• [Document passage]:
↓↓↓

If you’re going to send a long email (not necessarily recommended), make sure that it’s skimmable. Bolded headers, bullet points that stand out and lists help skimmers read without having to dive too deep into the content.
Why are long emails not recommended? The average person looks at an email for 5-10 seconds. If your emails are as a long as a direct mail appeal, people will get tired of scrolling and simply move on. And we’re talking about people who actively subscribed to your email and may be supporters of your organization!
Each medium and platform has its rules. Longer direct mail appeals do better than short ones. Shorter, skimmable emails are gonna do better in terms of conversions.
- Every email should tell the recipient what you want them to do after they read it.
This one should be as easy as ABC and yet I see so many nonprofits forget this!
You’ve told people about a program, an event, a fundraising campaign. Now mobilize them to take action! Have a clear call to action (CTA) button. Spell out what you want them to do. Make it easy for them so they want to click your CTA button.

↑↑↑

• [Source excerpt]:
↓↓↓

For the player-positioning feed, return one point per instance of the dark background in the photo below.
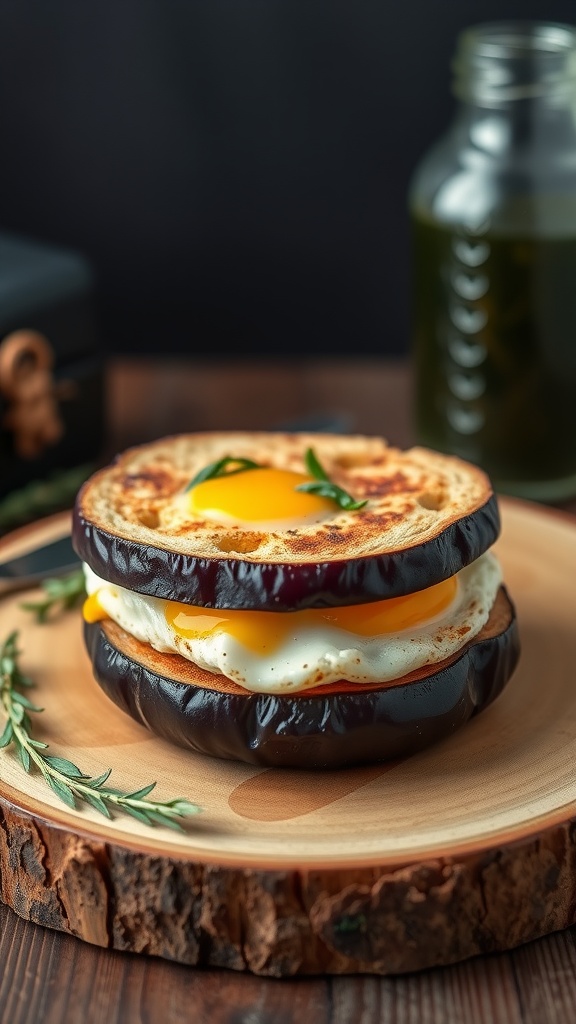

↑↑↑

• [Task 1]: Please condense the paragraph of the passage on nonprofit emails that begins "Why are long emails not recommended?" into a short bulleted list that keeps its main facts.
• [Task 2]: Write the next part of the passage on nonprofit emails, picking up after its last sentence.

• [Exercise response 1]:
- Long emails aren't recommended because the average person looks at an email for only 5-10 seconds.
- When emails run as long as a direct mail appeal, people tire of scrolling and move on.
- This holds even for people who actively subscribed and may be supporters of the organization.

• [Exercise response 2]:
Don’t assume they know what to do. Lead them to the promised land.
- If you reply to emails immediately, you train people to expect you to reply immediately.
This isn’t a bad thing!
Let people know there’s a face behind the logo, that your organization is receptive to comments, that you WANT to have a conversation.
If someone takes the time to email your nonprofit, you should reply as quickly as you can. For two reasons:
- Subscribers should know that they matter and you want to hear their thoughts and opinions. If they feel like you’re not listening, they’ll stop listening to you.
- Email is a one-to-one communications tool. If a subscriber took the time to email you, email them back ASAP and get a conversation going! Great way to chat with some one one-on-one and build a relationship with them.
I am well aware that you have a million things to do at work. Answering emails might not be a high priority but time to move it up the chain.
Fundraising is all about building relationships. Email is exactly the same. Have conversations, connect with subscribers and make them feel valued. That’ll pay off big time down the road.
I’m a huge fan of using email as part of your diversified fundraising and marketing portfolio. Don’t just see it as a broadcasting tool, where you send a monthly Enewsletter and that’s it. It’s much much more than that!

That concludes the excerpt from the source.